* YOUR INSTRUCTIONS: Render every line of the items below as a numbered list, skipping any blank lines and leaving the pictures out.

* SUPPLIED MATERIAL:
- - -

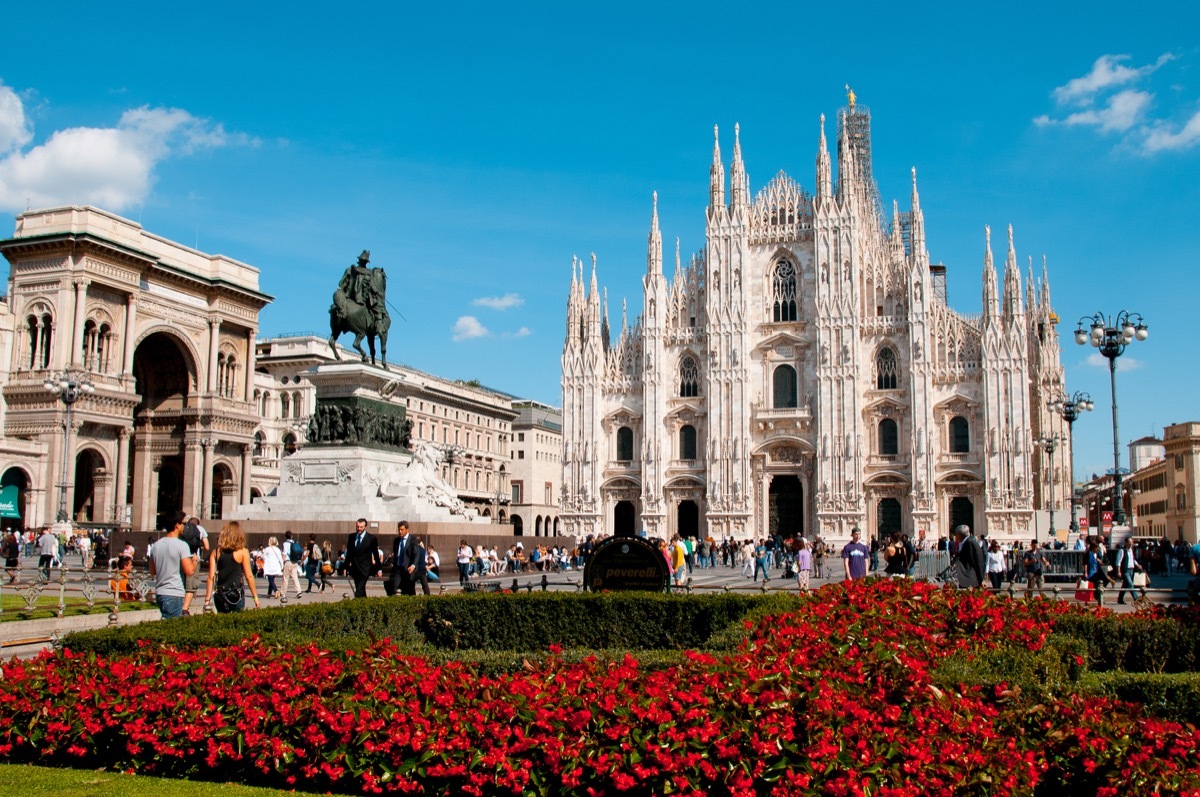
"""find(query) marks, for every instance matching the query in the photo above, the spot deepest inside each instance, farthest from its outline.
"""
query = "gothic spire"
(990, 293)
(717, 175)
(654, 253)
(739, 185)
(1012, 280)
(825, 173)
(917, 223)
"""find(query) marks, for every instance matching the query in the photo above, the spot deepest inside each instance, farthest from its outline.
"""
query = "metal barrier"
(94, 587)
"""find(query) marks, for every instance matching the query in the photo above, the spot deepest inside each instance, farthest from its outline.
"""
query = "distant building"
(537, 468)
(803, 373)
(471, 425)
(166, 336)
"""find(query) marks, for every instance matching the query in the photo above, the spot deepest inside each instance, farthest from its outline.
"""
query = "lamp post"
(67, 385)
(1069, 408)
(1110, 336)
(1050, 444)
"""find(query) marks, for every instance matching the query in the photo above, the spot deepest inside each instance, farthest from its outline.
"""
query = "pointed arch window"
(783, 292)
(889, 437)
(960, 435)
(785, 388)
(689, 377)
(688, 442)
(624, 444)
(887, 370)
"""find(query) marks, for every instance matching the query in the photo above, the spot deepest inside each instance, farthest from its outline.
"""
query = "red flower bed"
(834, 697)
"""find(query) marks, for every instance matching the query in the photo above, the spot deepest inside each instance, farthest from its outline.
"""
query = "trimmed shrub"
(1174, 696)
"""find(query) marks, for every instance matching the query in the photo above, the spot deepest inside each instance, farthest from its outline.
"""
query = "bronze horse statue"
(367, 318)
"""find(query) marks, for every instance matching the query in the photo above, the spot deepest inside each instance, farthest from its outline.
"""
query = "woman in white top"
(273, 565)
(996, 564)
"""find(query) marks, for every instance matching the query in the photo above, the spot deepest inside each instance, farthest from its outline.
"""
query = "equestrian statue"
(360, 306)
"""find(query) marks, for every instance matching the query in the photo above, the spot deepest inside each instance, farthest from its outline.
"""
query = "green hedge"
(1037, 675)
(495, 627)
(1175, 695)
(1133, 643)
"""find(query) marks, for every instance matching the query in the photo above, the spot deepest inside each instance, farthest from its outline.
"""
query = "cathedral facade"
(803, 375)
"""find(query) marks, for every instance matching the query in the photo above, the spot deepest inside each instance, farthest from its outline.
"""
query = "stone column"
(131, 318)
(205, 509)
(214, 334)
(124, 436)
(77, 333)
(250, 365)
(247, 463)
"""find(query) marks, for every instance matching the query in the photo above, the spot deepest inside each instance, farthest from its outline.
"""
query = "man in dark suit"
(361, 557)
(405, 561)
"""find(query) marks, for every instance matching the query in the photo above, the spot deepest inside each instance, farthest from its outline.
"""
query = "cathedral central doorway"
(786, 507)
(688, 519)
(623, 519)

- - -

* FULL RESPONSE:
1. """find(query) marks, for every instance matching the query in the photo above, the spot deepest inside each instance, farthest from its outline.
2. """
3. query = "gothic spire"
4. (990, 293)
5. (717, 175)
6. (654, 253)
7. (739, 185)
8. (1012, 280)
9. (825, 173)
10. (917, 223)
11. """find(query) marks, for every instance matching the query in the photo above, the spot deepest inside each instance, farthest from its outline.
12. """
13. query = "metal barrier"
14. (94, 587)
15. """find(query) marks, for every instance matching the query in the photo above, the spot deepest inside each instance, farthest from its outline.
16. """
17. query = "distant building"
18. (537, 468)
19. (803, 373)
20. (471, 425)
21. (166, 336)
22. """find(query) marks, for every instance matching the query in the photo above, the spot deepest inside each instance, farthest from its outline.
23. """
24. query = "lamp post"
25. (67, 385)
26. (1069, 408)
27. (1110, 336)
28. (1050, 444)
29. """find(query) marks, for every instance matching the query in the photo above, the spot deepest inside each instance, farthest from its outline.
30. """
31. query = "pointed arch window"
32. (783, 292)
33. (889, 437)
34. (960, 435)
35. (785, 388)
36. (689, 377)
37. (688, 442)
38. (624, 444)
39. (887, 370)
40. """find(query) marks, for every instance matching the query in the photo above, the spot deepest inside each instance, farthest from its outline.
41. """
42. query = "red flower bed"
43. (834, 697)
44. """find(query) marks, for every instance matching the query in the photo above, the spot deepest inside each instance, farthest from its outline.
45. """
46. query = "trimmed shrub"
47. (1174, 696)
48. """find(query) marks, for every instance matching the query in the photo above, the spot deepest inside each instance, farthest from its outline.
49. """
50. query = "bronze horse statue"
51. (367, 318)
52. """find(query) marks, for every instance matching the query in the photo above, the spot deepest inside each instance, farthest from its outline.
53. """
54. query = "woman in white top"
55. (273, 565)
56. (996, 564)
57. """find(query) marks, for every instance matching the query in the photo above, the spot deepest inside each instance, farthest from its outline.
58. """
59. query = "equestrian statue"
60. (360, 306)
61. """find(query) marks, for every instance matching the query in the photo above, the spot deepest inside each instance, farthest from its outline.
62. """
63. query = "green hedge"
64. (1037, 675)
65. (495, 627)
66. (1175, 695)
67. (1133, 643)
68. """find(query) marks, for every instance matching the query in the photo above, the spot deepest inside each instance, farthest from its outline.
69. """
70. query = "cathedral facade"
71. (803, 375)
72. """find(query) marks, for every instance matching the query in the photo above, the spot deepest inside each instance, farthest from its outline.
73. """
74. query = "stone column"
75. (131, 318)
76. (205, 509)
77. (214, 334)
78. (124, 436)
79. (77, 333)
80. (250, 365)
81. (247, 463)
82. """find(query) marks, for every instance matching the query in the photo above, the spot deepest inside each instance, farthest from its outline.
83. """
84. query = "man in dark suit"
85. (361, 557)
86. (405, 561)
87. """find(query) marks, for every instance matching the query in the photo above, the spot deepest inside each instance, farthest from its outline.
88. """
89. query = "cathedral central doorway"
90. (786, 507)
91. (688, 519)
92. (623, 519)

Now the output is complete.